Transactions in currencies other than functional currency during the year
are translated into the functional currency at the applicable rates of
exchange prevailing at the time of the transactions. Monetary assets and
liabilities denominated in currencies other than functional currency are
translated into functional currency at the applicable rates of exchange in
effect at the balance sheet date. Exchange gains and losses are dealt with
in the consolidated statement of operation.
For the convenience of the readers of these consolidated financial
statements, translation of amounts from Renminbi (Rmb) into United States
dollars (USD) has been made at the exchange rate of USD 1.00 = RMB8.287.
No representation is made that the Renminbi amounts could have been or
could be converted into the United States dollars at the rates or at any
other rates on December 31, 2003.
USE OF ESTIMATES
The preparation of the consolidated financial statements in conformity
with USGAAP requires the Company's management to make estimates and
assumptions that affect the reported amounts of assets and liabilities and
disclosure of contingent assets and liabilities at the date of financial
statements and the reported amounts of revenues and expenses during the
reported periods. Actual amounts could differ from those estimates.
Estimates are used for, but not limited to, the accounting for certain
items such as allowance for doubtful accounts, depreciation and
amortization, inventory allowance, taxes and contingencies.
ALLOWANCE FOR DOUBTFUL ACCOUNTS
Accounts receivable are stated at the amount billed to customers plus any
accrued and unpaid interest. The Company recognizes allowance for doubtful
accounts to ensure trade and other receivables are not overstated due to
uncollectible. The Company's estimate is based on a variety of factors,
including historical collection experience, existing economic conditions
and a review of the current status of the receivable. Interest income and
late fees on impaired receivables are recognized only when payments are
received. Accounts receivable are presented net of an allowance for
doubtful accounts of Rmb 14,487 and Rmb 12,720 as of December 31, 2003 and
2002 respectively.
F-12
3. SUMMARY OF SIGNIFICANT ACCOUNTING POLICIES (CONTINUED)
STOCK-BASED COMPENSATION
The Company accounts for employee stock-based compensation using the
intrinsic value method prescribed in APB 25 whereby the options are
granted at market price, and therefore no compensation costs are
recognized. Compensation cost for stock-based compensation is measured as
the excess, if any, of the market price of its common stock at the date of
grant over an amount that must be paid to acquire the stock. Deferred
compensation cost on restricted stock awards is shown as a reduction to
stockholder's equity and recognized over the requisite vesting periods.
The Company accounts for non-employee stock-based compensation in
accordance with SFAS No. 123 "Accounting for Stock-Based Compensation" and
EITF 96-18 "Accounting for Equity Instruments That Are Issued to Other
Than Employees for Acquiring, or in Conjunction with Selling, Goods or
Services". The stock-based awards are measured on the earlier of (1) the
performance commitment date or (2) the date the services required under
the arrangement have been completed and recognized on the cliff vesting
basis.

* **Information provided**:
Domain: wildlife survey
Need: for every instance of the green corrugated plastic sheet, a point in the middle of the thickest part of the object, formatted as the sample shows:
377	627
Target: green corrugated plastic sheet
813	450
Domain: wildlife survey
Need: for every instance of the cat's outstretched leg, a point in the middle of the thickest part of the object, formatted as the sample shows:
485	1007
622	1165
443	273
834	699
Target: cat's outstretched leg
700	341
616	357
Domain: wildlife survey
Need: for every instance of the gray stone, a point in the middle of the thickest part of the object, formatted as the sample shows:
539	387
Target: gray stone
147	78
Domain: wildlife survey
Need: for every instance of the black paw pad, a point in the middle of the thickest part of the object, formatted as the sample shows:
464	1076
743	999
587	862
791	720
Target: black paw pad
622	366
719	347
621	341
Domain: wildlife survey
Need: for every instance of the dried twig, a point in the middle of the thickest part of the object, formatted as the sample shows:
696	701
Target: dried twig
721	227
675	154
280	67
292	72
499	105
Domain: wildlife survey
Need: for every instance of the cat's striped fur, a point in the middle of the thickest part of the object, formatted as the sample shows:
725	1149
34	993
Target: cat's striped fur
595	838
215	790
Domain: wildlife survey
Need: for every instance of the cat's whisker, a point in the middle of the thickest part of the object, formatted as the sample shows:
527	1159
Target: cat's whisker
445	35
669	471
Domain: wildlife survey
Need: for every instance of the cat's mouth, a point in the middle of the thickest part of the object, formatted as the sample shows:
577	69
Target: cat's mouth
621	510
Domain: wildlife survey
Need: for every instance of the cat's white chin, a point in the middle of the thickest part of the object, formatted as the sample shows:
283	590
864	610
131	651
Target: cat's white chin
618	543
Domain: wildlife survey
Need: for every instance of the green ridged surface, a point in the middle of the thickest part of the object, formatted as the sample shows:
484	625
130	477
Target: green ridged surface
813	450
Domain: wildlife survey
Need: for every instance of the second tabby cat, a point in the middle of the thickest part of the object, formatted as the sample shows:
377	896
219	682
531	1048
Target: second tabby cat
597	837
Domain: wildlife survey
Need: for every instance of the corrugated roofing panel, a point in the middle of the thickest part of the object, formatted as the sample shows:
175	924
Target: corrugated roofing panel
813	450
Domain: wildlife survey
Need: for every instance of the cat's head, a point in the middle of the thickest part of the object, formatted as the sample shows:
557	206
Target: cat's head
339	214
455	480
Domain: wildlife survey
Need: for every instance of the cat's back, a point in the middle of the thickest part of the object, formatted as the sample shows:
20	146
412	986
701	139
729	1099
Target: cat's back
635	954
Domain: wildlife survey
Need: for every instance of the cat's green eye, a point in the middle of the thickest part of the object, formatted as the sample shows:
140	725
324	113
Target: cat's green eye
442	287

* **Directive**:
Decide whether each statement agrees with the accounting policy notes, answering yes or no and quoting the words of the notes that settle it. (a) Monetary assets and liabilities in other currencies are translated at the rates in effect at the balance sheet date. (b) Interest income on impaired receivables is recognized when it is billed. (c) Because employee options are granted at market price, compensation costs are recognized for them.

* **Result**:
(a) Yes: "translated into functional currency at the applicable rates of exchange in effect at the balance sheet date"
(b) No: "Interest income and late fees on impaired receivables are recognized only when payments are received."
(c) No: "the options are granted at market price, and therefore no compensation costs are recognized"